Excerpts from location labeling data
— Begin —

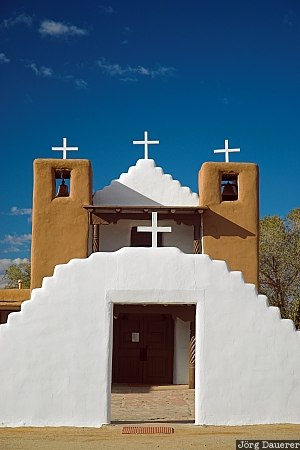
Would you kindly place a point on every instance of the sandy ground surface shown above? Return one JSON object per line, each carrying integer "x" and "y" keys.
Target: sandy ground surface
{"x": 110, "y": 437}
{"x": 144, "y": 406}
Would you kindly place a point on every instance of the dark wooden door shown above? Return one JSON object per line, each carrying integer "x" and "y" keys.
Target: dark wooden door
{"x": 143, "y": 349}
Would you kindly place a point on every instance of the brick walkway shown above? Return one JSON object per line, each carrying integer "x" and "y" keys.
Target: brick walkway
{"x": 136, "y": 404}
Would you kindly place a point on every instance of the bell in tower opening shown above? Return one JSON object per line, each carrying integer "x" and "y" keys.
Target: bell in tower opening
{"x": 229, "y": 187}
{"x": 62, "y": 189}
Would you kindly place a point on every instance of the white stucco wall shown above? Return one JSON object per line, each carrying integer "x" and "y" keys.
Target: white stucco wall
{"x": 145, "y": 184}
{"x": 181, "y": 351}
{"x": 55, "y": 365}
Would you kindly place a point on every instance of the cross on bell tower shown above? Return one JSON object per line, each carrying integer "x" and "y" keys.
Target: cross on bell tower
{"x": 227, "y": 150}
{"x": 64, "y": 148}
{"x": 145, "y": 142}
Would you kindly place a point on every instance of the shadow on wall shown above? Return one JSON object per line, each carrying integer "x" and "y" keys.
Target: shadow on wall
{"x": 119, "y": 194}
{"x": 219, "y": 226}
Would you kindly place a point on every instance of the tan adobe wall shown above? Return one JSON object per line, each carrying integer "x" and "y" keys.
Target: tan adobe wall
{"x": 14, "y": 294}
{"x": 59, "y": 225}
{"x": 231, "y": 229}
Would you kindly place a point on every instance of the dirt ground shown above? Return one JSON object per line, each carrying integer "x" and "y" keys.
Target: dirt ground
{"x": 110, "y": 437}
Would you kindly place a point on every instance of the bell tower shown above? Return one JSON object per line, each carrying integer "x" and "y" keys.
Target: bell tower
{"x": 231, "y": 224}
{"x": 59, "y": 222}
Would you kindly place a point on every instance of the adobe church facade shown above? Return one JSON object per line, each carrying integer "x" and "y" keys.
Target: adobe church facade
{"x": 146, "y": 282}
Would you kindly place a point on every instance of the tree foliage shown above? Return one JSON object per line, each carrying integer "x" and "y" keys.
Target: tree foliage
{"x": 17, "y": 272}
{"x": 280, "y": 263}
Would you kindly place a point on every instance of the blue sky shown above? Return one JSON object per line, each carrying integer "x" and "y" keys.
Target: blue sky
{"x": 192, "y": 73}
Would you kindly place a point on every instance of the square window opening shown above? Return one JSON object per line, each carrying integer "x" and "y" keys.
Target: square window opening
{"x": 229, "y": 187}
{"x": 62, "y": 182}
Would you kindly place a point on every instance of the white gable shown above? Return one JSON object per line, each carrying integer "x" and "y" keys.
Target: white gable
{"x": 143, "y": 185}
{"x": 55, "y": 369}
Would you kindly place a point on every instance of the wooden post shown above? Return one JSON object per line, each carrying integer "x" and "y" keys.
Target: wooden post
{"x": 192, "y": 356}
{"x": 197, "y": 241}
{"x": 95, "y": 244}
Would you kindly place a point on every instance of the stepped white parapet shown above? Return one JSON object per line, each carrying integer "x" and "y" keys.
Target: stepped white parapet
{"x": 55, "y": 364}
{"x": 145, "y": 184}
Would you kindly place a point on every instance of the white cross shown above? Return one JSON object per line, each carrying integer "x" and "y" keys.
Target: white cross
{"x": 145, "y": 142}
{"x": 227, "y": 150}
{"x": 154, "y": 229}
{"x": 64, "y": 148}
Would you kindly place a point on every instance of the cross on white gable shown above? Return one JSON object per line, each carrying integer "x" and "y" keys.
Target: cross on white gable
{"x": 227, "y": 150}
{"x": 154, "y": 229}
{"x": 64, "y": 148}
{"x": 145, "y": 142}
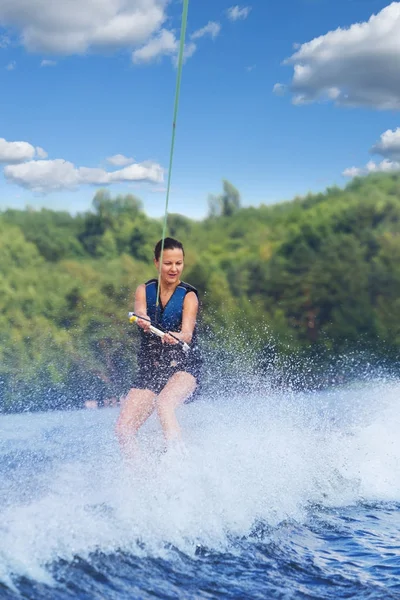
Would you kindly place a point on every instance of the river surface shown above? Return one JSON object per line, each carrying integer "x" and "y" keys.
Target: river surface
{"x": 289, "y": 495}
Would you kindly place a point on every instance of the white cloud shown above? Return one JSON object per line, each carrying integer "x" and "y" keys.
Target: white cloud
{"x": 48, "y": 63}
{"x": 353, "y": 172}
{"x": 74, "y": 26}
{"x": 163, "y": 44}
{"x": 212, "y": 29}
{"x": 119, "y": 160}
{"x": 15, "y": 152}
{"x": 236, "y": 12}
{"x": 40, "y": 153}
{"x": 385, "y": 166}
{"x": 358, "y": 66}
{"x": 388, "y": 147}
{"x": 50, "y": 175}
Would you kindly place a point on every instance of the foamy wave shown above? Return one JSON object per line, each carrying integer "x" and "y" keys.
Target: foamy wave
{"x": 245, "y": 460}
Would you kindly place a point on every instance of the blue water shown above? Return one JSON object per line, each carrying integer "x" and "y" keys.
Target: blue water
{"x": 272, "y": 496}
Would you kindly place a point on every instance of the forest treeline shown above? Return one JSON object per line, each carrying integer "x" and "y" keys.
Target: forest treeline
{"x": 319, "y": 275}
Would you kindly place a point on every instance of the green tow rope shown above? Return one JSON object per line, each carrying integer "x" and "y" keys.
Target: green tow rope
{"x": 171, "y": 156}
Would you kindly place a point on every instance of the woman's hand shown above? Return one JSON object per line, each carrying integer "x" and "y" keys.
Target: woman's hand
{"x": 169, "y": 339}
{"x": 143, "y": 323}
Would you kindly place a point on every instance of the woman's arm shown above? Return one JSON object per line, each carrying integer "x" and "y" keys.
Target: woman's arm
{"x": 190, "y": 309}
{"x": 141, "y": 306}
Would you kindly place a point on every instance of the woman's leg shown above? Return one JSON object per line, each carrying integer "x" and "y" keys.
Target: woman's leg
{"x": 175, "y": 392}
{"x": 137, "y": 407}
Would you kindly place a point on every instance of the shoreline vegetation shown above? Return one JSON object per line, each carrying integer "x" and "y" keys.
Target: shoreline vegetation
{"x": 304, "y": 293}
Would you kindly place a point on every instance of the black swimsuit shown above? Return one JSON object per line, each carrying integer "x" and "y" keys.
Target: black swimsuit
{"x": 157, "y": 362}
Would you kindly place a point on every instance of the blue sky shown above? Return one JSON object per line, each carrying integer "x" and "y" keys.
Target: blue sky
{"x": 278, "y": 98}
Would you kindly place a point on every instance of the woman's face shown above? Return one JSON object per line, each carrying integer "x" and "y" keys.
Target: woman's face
{"x": 172, "y": 265}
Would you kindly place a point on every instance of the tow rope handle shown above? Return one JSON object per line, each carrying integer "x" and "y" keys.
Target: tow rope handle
{"x": 133, "y": 318}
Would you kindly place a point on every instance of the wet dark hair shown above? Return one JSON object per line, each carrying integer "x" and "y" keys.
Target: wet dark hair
{"x": 169, "y": 244}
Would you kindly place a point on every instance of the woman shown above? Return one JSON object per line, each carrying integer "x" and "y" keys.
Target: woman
{"x": 167, "y": 375}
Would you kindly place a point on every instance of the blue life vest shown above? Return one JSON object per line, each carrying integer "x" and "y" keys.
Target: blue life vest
{"x": 169, "y": 316}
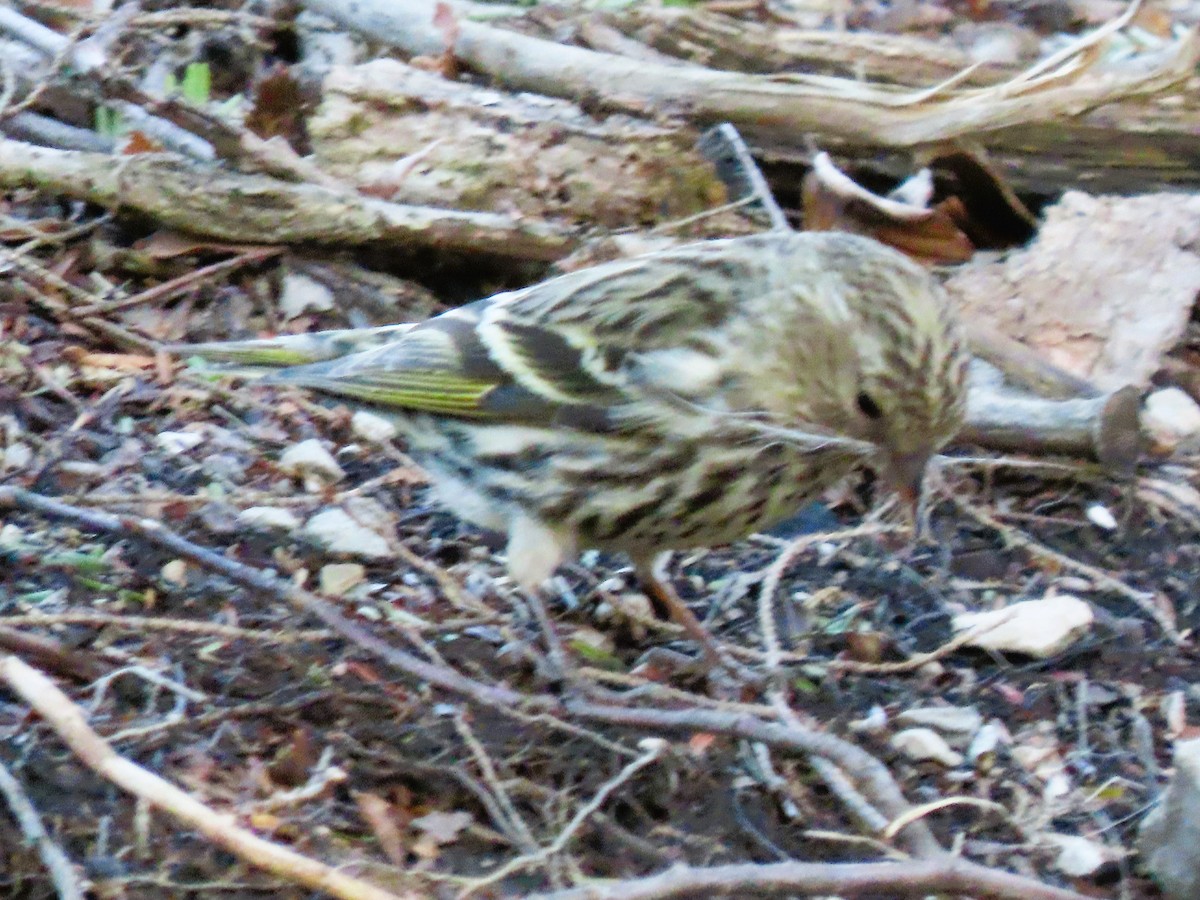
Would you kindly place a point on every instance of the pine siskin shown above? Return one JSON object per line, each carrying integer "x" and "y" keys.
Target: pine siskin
{"x": 682, "y": 399}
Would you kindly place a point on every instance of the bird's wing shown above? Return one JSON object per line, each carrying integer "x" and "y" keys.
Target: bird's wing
{"x": 575, "y": 349}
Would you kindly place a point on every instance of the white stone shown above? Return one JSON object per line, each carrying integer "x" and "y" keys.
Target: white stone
{"x": 1171, "y": 419}
{"x": 177, "y": 443}
{"x": 175, "y": 571}
{"x": 17, "y": 456}
{"x": 1169, "y": 838}
{"x": 1036, "y": 628}
{"x": 1099, "y": 516}
{"x": 372, "y": 427}
{"x": 336, "y": 532}
{"x": 337, "y": 579}
{"x": 961, "y": 721}
{"x": 269, "y": 517}
{"x": 11, "y": 535}
{"x": 1078, "y": 857}
{"x": 301, "y": 294}
{"x": 310, "y": 459}
{"x": 925, "y": 744}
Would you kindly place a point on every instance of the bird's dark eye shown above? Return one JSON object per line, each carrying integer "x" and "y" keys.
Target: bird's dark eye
{"x": 868, "y": 407}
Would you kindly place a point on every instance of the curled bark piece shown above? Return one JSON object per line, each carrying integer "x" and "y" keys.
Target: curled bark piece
{"x": 1105, "y": 429}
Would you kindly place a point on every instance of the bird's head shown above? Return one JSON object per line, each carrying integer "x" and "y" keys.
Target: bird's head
{"x": 882, "y": 360}
{"x": 907, "y": 395}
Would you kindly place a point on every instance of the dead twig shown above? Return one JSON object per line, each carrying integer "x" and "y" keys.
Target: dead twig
{"x": 66, "y": 881}
{"x": 909, "y": 879}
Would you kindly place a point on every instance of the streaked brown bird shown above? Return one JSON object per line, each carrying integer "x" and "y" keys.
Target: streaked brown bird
{"x": 681, "y": 399}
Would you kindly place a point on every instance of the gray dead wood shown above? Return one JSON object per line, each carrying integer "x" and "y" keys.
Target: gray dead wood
{"x": 426, "y": 139}
{"x": 226, "y": 205}
{"x": 779, "y": 113}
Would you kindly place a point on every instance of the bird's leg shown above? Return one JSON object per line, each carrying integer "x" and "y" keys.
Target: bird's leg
{"x": 664, "y": 598}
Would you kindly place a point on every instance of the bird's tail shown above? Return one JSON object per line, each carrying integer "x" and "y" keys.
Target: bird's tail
{"x": 259, "y": 357}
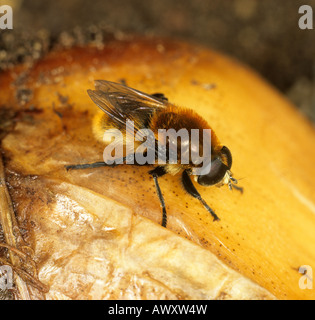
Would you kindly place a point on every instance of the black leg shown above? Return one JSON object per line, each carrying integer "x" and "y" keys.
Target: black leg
{"x": 156, "y": 173}
{"x": 190, "y": 188}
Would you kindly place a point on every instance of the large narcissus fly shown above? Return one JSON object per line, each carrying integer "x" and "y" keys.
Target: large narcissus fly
{"x": 121, "y": 104}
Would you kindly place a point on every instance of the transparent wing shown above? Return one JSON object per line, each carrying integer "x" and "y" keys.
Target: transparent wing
{"x": 121, "y": 103}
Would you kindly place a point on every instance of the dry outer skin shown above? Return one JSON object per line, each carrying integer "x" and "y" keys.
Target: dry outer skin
{"x": 97, "y": 234}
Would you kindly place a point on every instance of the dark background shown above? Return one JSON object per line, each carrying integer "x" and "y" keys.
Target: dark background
{"x": 261, "y": 33}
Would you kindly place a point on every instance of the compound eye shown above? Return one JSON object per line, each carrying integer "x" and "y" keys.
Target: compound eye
{"x": 216, "y": 174}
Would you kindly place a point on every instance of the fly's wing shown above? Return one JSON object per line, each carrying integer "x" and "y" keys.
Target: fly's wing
{"x": 122, "y": 103}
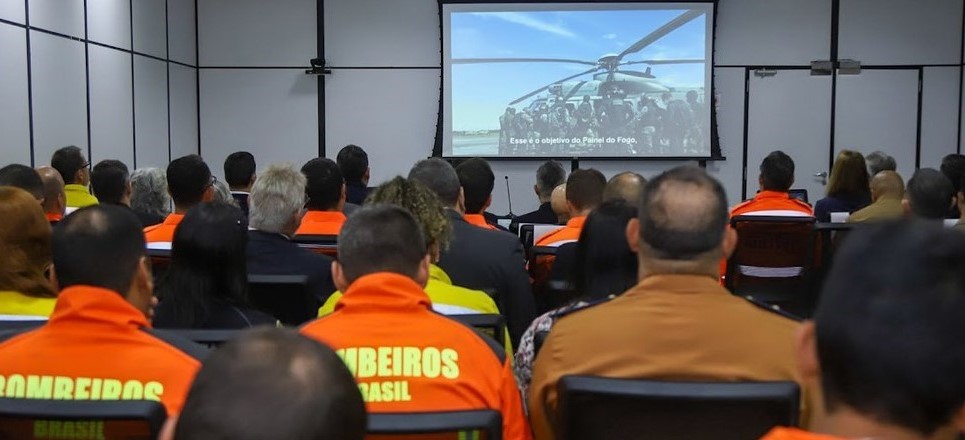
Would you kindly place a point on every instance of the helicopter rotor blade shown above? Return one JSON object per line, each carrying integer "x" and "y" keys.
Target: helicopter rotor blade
{"x": 526, "y": 96}
{"x": 672, "y": 25}
{"x": 520, "y": 60}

— End —

_WHAT IS EXPECTED_
Reproduce word for word the stretch from the line containing "the dark background" through the final line of the items, omitting any pictures.

_OUTPUT FOR THIS EXERCISE_
Would you kindly place a point on every instance of the dark background shown above? Return one JSON object per line, each carrying integer "x" and "y" keys.
Target: dark background
{"x": 261, "y": 33}
Would you kindly place a point on every instance of the compound eye shown above? Return one JSON object per line, each carrying integer "x" and "y" keys.
Target: compound eye
{"x": 216, "y": 174}
Would you kindly place a point on every instance of the fly's wing shown above? Return one JSON object per line, each carrying integer "x" and "y" keys.
Target: fly's wing
{"x": 122, "y": 103}
Would you kindly place a point on every instance of the helicopter rotor blade shown above? Return one JSON object per line, each carrying integer "x" and "y" keys.
Target: helicopter rotor blade
{"x": 526, "y": 96}
{"x": 672, "y": 25}
{"x": 520, "y": 60}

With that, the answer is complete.